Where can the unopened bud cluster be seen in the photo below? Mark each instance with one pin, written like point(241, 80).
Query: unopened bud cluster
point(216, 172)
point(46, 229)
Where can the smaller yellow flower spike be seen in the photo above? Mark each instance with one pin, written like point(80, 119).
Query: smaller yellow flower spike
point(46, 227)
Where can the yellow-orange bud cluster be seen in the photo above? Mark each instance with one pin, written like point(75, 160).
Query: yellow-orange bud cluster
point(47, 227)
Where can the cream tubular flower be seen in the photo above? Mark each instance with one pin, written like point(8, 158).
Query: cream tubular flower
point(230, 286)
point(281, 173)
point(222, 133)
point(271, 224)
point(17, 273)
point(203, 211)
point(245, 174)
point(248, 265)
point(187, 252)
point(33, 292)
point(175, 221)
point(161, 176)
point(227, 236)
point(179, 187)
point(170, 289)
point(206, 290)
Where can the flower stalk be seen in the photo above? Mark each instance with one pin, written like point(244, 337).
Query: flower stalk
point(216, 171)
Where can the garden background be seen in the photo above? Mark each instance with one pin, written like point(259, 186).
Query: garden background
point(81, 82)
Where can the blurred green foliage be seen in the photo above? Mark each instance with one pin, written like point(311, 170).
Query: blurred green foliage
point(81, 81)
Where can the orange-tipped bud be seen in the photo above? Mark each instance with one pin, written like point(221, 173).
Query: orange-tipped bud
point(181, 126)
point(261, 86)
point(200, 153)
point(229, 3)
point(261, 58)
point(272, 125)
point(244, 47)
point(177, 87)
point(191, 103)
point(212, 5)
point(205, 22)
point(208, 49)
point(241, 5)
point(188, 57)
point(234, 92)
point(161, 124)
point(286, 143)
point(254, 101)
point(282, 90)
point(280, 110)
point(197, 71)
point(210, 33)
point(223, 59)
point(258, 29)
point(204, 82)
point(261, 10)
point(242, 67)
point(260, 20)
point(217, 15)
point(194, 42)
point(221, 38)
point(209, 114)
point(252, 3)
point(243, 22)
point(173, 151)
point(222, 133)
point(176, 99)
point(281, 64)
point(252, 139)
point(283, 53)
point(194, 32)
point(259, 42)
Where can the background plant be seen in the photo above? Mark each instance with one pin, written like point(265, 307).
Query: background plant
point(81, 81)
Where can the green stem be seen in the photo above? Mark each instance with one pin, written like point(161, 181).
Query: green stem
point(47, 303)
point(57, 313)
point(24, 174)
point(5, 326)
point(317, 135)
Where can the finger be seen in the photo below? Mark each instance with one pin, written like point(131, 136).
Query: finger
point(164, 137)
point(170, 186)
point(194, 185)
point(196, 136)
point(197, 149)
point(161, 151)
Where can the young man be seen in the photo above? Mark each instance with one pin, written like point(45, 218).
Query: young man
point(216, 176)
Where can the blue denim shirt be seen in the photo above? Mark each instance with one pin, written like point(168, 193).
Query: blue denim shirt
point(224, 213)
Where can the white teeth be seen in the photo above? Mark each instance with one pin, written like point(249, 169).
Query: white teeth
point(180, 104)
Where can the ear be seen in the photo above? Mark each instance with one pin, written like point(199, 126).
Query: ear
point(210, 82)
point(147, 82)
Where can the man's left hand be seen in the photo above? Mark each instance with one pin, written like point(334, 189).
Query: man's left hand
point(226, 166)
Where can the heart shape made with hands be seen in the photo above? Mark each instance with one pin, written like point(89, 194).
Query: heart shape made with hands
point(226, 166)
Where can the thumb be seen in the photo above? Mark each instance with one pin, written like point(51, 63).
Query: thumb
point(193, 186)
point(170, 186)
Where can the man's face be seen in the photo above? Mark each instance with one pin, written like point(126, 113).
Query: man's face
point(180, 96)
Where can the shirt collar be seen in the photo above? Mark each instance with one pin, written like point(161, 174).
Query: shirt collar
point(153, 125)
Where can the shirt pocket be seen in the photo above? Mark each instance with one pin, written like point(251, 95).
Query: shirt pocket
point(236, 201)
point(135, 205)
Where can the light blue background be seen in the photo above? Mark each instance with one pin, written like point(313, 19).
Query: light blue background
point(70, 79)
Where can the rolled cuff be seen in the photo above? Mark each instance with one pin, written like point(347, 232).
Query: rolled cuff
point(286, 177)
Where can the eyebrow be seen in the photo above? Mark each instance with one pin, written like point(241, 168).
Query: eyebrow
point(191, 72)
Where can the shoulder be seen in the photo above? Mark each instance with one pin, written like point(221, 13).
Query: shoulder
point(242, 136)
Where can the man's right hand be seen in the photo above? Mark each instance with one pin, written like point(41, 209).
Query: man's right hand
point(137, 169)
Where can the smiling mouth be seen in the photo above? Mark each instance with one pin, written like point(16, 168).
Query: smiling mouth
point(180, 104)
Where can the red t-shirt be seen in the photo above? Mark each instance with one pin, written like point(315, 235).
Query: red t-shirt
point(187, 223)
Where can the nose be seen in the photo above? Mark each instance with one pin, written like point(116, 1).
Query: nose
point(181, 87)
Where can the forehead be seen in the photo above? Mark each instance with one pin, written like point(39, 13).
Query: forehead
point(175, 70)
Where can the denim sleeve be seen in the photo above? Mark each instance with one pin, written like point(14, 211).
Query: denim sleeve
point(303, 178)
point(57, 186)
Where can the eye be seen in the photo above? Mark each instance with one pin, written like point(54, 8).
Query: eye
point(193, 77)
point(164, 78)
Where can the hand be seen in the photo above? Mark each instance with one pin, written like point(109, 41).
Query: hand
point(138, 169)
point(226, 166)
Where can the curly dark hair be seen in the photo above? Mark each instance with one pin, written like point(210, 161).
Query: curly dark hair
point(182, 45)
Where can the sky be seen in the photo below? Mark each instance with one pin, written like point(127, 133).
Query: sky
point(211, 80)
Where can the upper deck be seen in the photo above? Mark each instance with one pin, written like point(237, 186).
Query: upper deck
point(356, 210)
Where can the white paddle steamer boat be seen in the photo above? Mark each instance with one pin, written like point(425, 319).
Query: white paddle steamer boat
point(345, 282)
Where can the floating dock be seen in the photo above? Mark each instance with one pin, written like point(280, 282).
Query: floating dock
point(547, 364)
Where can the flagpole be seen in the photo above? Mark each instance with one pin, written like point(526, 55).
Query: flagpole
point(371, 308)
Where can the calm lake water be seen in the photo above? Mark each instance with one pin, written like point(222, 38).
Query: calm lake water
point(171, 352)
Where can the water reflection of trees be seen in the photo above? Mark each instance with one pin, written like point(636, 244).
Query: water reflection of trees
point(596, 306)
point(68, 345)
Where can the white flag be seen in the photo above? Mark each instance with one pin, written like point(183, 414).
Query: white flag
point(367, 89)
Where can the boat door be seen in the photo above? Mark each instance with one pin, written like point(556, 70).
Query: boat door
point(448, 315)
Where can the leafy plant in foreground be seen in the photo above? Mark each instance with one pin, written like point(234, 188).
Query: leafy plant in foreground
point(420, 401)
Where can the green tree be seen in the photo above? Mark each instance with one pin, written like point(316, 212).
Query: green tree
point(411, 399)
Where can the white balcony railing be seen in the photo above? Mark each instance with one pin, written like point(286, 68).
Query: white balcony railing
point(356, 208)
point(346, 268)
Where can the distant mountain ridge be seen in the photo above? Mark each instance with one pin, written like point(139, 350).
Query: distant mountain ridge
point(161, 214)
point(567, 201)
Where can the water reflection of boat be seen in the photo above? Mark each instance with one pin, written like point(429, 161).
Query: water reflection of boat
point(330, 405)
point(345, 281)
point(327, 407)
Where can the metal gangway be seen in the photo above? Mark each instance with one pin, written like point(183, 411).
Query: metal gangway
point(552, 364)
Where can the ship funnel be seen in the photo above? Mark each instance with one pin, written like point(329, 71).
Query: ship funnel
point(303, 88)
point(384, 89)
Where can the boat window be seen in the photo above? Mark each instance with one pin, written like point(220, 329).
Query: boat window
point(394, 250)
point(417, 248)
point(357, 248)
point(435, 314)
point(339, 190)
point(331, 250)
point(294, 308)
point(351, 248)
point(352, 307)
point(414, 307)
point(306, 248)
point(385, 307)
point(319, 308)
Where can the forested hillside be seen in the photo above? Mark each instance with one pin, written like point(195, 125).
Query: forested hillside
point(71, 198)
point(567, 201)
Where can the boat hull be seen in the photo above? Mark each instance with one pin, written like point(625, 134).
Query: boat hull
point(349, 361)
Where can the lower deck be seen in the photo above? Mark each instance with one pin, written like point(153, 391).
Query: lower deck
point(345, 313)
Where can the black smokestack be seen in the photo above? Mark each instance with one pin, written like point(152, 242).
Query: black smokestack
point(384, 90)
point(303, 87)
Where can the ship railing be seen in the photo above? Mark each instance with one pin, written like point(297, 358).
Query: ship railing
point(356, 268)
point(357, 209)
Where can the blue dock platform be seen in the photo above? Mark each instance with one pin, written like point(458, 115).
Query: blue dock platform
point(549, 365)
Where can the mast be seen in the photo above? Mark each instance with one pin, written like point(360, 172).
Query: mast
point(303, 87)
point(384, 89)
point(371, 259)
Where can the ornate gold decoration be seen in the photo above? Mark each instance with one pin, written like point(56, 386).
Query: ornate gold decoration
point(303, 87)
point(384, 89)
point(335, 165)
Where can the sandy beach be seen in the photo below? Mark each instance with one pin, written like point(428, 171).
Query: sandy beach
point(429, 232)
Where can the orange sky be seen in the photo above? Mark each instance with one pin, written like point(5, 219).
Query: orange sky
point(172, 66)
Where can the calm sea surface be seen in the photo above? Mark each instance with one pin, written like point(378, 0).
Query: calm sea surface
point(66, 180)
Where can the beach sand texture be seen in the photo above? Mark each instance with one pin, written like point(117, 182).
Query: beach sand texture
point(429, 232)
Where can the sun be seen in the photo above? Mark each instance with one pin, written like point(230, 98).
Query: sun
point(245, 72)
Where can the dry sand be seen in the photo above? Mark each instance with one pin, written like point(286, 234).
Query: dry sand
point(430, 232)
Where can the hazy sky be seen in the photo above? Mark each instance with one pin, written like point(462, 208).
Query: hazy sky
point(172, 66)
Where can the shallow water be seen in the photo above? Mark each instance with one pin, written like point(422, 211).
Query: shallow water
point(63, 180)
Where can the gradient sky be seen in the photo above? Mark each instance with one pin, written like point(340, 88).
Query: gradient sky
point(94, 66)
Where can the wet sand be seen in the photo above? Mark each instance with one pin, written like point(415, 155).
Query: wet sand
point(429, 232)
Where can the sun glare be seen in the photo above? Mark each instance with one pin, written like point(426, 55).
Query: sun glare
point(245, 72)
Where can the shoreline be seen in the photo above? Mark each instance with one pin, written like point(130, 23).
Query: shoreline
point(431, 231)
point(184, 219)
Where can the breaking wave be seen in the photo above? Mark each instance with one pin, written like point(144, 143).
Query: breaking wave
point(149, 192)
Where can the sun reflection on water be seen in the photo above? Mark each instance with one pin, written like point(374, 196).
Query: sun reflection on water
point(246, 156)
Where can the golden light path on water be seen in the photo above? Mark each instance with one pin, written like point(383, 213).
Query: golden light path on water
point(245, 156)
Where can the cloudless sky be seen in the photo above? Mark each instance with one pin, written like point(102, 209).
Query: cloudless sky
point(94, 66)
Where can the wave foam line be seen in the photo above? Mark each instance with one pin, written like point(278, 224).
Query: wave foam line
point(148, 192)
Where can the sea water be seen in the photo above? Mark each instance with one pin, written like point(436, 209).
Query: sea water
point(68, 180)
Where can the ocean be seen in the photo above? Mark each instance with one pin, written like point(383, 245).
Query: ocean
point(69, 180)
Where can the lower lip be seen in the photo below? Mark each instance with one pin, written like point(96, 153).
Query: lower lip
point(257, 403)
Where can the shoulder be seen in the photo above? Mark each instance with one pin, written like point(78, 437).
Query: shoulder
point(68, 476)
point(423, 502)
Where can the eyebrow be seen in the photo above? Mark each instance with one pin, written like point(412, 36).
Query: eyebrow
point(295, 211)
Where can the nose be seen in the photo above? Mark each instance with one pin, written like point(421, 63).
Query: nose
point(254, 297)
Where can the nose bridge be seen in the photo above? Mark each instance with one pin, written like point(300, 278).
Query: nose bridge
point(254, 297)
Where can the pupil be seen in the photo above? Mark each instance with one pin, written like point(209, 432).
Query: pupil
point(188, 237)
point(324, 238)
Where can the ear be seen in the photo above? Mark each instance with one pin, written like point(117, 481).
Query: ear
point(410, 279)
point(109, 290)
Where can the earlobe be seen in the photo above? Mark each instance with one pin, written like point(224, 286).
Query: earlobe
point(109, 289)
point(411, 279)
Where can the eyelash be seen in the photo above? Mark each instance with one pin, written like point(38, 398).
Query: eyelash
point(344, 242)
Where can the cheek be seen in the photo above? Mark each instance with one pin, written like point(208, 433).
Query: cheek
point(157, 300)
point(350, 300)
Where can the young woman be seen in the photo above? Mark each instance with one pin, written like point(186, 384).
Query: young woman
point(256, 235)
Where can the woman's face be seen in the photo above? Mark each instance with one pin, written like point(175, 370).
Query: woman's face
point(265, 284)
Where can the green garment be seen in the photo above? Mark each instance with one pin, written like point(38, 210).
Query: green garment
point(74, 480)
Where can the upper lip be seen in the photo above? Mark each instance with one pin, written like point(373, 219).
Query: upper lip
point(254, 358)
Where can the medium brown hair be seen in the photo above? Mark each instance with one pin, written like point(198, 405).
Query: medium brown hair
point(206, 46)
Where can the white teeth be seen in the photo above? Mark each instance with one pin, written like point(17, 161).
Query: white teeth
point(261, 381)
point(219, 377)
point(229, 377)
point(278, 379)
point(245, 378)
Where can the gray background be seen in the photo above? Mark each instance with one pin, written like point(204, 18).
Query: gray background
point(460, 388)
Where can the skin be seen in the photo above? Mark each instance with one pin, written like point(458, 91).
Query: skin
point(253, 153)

> **TASK TO COMPLETE**
Arrange the lines above as a Markdown table with the columns Row and Line, numbering each row and omitting blank lines. Begin at the line that contains "Where can the upper deck" and stop after the line that contains "point(345, 282)".

> **RIGHT ANSWER**
| Row | Line |
|---|---|
| 1 | Where can the upper deck be seen in the photo above? Mark each instance with one pin, written like point(237, 186). |
| 2 | Query: upper deck |
| 3 | point(356, 210) |
| 4 | Where can the white paddle steamer boat be seen in the photo above? Mark each instance with one pin, written like point(425, 319). |
| 5 | Query: white paddle steamer boat |
| 6 | point(345, 282) |